Clemens J. Setz Foto: Max Zerrahn

Das Beste der heimischen Literatur und ein Symposium im steirischen herbst erwartet das Publikum im Literaturhaus Graz.

Text: Wolfgang Pauker

Coronabedingt holt das Literaturhaus Graz einige Veranstaltungen aus dem Frühlingsprogramm nach und legt den Schwerpunkt in der neuen Saison auf österreichische Autoren und Neuerscheinungen. Mit dem Symposium „Out of Joint“, einem Literaturfestival im steirischen herbst, dessen hochkarätige Besetzung von Clemens J. Setz angeführt wird, folgt Anfang Oktober ein besonderes Highlight.

Hubert Achleitner, besser bekannt als Hubert von Goisern
Foto: Konrad Fersterer

Debüts von Eckhart und von Goisern

Den Auftakt macht die Begrüßung der neuen Stadtschreiberin in Come together (10.9.), gefolgt von der in Graz aufgewachsenen Kabarettistin Lisa Eckhart (15.9.), die in der Reihe druckfrisch (moderiert von Daniela Strigl) ihren tabulosen und geschliffenen Debütroman Omama – einen wilden Ritt durch die Nachkriegsgeschichte – präsentiert. Nur zwei Tage später liest in der Reihe Premiere die Bachmannpreis-Gewinnerin 2019 Birgit Birnbacher aus ihrem Roman Ich an meiner Seite, der von dem jungen Außenseiter Arthur handelt und der Frage nachgeht, was ein „nützliches“ Leben ausmacht. Die Präsentation des literarischen Debüts von Hubert Achleitner, besser bekannt als Hubert von Goisern, folgt am 21.9. im AK-Saal, moderiert von Nora Schmid, Intendantin der Oper Graz: flüchtig ist ein musikalischer Roman über Liebe, Sehnsucht und Glück, in dem Achleitner auf eine abenteuerliche Reise von den österreichischen Bergen quer durch Europa bis nach Griechenland mitnimmt.

GESPEICHERTE DATEN:
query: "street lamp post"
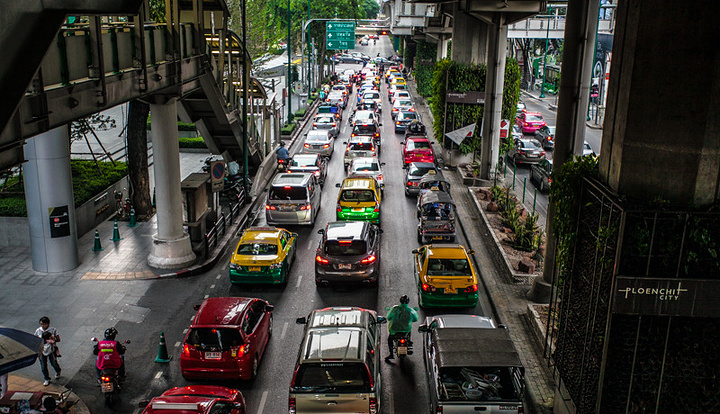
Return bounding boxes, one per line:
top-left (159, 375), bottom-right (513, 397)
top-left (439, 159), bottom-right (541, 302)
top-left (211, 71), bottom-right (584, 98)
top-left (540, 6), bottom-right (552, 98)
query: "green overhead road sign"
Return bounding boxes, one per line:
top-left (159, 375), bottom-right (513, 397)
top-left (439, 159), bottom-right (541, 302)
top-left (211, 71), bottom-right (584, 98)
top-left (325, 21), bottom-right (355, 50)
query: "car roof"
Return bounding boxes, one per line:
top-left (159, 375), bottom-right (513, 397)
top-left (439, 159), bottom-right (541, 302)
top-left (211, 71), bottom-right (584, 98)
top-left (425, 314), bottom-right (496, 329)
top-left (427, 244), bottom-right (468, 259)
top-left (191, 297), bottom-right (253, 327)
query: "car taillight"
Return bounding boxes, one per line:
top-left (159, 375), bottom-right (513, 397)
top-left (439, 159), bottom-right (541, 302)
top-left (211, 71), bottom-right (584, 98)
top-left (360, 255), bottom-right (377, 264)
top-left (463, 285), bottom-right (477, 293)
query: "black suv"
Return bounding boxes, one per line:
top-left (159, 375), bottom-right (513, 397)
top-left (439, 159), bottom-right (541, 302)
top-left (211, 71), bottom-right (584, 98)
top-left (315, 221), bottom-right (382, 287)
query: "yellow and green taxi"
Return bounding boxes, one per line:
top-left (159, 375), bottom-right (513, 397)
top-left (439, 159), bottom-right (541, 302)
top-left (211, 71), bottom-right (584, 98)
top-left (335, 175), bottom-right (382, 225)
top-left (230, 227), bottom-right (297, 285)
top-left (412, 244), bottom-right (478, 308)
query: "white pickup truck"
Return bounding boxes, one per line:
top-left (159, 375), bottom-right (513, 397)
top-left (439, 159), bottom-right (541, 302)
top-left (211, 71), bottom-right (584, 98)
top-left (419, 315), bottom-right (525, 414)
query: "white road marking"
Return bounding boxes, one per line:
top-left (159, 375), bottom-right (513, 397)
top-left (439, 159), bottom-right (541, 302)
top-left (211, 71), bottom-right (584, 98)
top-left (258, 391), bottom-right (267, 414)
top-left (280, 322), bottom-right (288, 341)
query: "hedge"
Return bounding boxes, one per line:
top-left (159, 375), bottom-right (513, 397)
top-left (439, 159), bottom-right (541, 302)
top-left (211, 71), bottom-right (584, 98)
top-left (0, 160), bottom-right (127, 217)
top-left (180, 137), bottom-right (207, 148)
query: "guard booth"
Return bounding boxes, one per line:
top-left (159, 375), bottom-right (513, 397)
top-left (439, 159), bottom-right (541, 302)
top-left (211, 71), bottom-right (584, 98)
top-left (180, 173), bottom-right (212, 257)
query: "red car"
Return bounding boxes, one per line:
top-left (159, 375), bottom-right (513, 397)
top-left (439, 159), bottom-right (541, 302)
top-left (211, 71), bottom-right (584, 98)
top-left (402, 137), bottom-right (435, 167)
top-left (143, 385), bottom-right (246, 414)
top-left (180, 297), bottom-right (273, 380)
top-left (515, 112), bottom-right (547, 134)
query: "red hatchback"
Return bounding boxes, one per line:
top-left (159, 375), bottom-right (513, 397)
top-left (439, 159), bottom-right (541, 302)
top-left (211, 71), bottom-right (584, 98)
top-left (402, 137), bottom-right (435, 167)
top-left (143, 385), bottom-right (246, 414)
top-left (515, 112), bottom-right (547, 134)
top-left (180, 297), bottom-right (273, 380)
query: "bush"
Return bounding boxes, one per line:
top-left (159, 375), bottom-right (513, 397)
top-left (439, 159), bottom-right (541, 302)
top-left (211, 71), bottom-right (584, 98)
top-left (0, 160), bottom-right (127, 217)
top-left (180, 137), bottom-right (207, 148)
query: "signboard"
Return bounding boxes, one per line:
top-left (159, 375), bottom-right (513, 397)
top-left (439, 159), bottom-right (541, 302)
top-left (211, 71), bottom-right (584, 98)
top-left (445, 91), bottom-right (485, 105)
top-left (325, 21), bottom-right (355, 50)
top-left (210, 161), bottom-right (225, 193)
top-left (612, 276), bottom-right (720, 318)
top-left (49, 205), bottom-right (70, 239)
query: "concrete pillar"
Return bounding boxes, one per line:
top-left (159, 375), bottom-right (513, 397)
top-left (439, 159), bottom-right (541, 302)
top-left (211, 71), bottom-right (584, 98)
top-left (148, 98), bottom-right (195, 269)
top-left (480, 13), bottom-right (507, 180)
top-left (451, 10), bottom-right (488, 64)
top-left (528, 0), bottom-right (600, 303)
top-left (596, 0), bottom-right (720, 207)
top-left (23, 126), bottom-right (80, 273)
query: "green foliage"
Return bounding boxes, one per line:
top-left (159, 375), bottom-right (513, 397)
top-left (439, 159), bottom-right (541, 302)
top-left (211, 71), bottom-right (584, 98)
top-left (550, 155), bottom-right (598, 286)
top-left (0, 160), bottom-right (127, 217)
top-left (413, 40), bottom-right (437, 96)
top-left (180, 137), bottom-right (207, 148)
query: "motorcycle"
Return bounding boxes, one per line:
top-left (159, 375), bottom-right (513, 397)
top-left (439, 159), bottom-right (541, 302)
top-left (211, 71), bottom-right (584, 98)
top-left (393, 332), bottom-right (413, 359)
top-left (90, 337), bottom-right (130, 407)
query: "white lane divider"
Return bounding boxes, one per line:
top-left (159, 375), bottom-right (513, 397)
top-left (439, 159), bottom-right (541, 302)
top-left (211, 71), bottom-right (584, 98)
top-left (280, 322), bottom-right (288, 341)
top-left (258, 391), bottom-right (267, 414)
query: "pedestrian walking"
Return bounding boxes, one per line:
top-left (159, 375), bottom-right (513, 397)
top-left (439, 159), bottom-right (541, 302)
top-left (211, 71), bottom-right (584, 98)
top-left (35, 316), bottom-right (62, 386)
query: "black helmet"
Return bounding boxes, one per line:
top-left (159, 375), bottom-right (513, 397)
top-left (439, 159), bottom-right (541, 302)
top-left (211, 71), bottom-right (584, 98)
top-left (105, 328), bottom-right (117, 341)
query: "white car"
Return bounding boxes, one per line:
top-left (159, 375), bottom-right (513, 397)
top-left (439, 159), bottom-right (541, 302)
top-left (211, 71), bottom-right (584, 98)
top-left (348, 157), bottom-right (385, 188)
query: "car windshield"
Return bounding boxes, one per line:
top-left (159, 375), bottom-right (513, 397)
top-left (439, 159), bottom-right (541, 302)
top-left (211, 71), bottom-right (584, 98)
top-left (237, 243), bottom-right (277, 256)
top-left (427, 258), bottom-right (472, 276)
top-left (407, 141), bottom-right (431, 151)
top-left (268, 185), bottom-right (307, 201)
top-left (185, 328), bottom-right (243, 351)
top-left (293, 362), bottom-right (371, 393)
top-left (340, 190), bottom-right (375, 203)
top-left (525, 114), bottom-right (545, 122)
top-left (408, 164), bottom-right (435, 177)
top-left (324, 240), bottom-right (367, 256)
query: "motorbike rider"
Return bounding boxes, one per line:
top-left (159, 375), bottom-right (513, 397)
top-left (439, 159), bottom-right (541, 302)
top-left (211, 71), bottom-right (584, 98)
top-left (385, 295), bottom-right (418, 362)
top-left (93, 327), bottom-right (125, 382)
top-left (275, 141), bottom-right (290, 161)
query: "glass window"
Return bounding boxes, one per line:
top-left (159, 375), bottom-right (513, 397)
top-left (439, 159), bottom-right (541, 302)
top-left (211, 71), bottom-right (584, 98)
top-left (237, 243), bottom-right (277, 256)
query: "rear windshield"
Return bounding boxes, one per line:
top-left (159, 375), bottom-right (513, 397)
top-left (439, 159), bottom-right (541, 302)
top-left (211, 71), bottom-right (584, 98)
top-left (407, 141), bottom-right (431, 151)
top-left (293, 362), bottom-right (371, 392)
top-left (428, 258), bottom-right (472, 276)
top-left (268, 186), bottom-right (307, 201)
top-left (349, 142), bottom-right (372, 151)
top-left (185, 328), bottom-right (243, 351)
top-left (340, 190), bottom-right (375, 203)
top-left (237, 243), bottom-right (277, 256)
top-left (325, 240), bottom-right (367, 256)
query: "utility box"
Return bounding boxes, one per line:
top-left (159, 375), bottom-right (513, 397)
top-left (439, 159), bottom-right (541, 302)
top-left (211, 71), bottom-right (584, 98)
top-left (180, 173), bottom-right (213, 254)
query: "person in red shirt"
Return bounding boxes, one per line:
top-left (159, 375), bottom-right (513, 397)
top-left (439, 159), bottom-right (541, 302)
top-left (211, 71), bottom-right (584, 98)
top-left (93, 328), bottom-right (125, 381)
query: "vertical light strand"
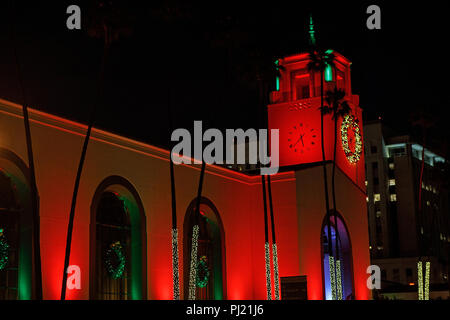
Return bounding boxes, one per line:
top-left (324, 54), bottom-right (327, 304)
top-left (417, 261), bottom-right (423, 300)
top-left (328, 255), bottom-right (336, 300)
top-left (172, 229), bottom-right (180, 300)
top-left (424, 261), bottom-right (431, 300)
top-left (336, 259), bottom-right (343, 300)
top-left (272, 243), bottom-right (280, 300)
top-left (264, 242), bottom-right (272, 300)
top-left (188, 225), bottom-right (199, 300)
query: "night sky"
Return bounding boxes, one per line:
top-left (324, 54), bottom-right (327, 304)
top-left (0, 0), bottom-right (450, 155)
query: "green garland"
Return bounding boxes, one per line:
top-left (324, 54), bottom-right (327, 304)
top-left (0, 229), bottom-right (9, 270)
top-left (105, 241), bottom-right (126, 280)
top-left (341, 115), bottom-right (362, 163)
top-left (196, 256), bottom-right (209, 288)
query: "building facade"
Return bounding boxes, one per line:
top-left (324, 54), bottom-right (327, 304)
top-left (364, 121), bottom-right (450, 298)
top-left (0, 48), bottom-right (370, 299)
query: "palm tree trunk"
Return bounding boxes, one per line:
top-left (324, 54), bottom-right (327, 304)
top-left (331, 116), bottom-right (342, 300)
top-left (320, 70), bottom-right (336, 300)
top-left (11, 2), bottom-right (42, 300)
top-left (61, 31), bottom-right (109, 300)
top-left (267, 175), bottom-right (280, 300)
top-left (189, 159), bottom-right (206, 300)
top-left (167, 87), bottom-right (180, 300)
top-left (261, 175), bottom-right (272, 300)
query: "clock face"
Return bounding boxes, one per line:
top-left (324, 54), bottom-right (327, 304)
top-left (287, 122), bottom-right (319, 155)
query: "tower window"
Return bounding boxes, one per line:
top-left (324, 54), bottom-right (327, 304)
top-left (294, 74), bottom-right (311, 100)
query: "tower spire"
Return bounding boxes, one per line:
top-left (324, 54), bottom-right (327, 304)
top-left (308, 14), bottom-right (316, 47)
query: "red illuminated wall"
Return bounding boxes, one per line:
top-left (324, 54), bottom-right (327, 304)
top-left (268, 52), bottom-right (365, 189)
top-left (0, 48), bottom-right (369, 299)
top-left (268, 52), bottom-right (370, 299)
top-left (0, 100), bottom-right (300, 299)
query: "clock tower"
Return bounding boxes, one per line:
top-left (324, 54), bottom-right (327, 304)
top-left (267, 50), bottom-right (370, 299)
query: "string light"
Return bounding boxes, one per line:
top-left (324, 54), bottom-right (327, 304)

AUFGABE:
Aktualisiere im Artikel über das Herbstprogramm den Abschnitt, der bei den Worten mit „Clemens J. Setz Foto: Max“ beginnt und nach „ein besonderes Highlight.“ endet. Gib ihn vollständig wieder und setze dabei überall „Grazer Literaturhaus“ statt „Literaturhaus Graz“ ein. Das Material braucht man für die Aufgaben nicht.

LÖSUNG:
Clemens J. Setz Foto: Max Zerrahn

Das Beste der heimischen Literatur und ein Symposium im steirischen herbst erwartet das Publikum im Grazer Literaturhaus.

Text: Wolfgang Pauker

Coronabedingt holt das Grazer Literaturhaus einige Veranstaltungen aus dem Frühlingsprogramm nach und legt den Schwerpunkt in der neuen Saison auf österreichische Autoren und Neuerscheinungen. Mit dem Symposium „Out of Joint“, einem Literaturfestival im steirischen herbst, dessen hochkarätige Besetzung von Clemens J. Setz angeführt wird, folgt Anfang Oktober ein besonderes Highlight.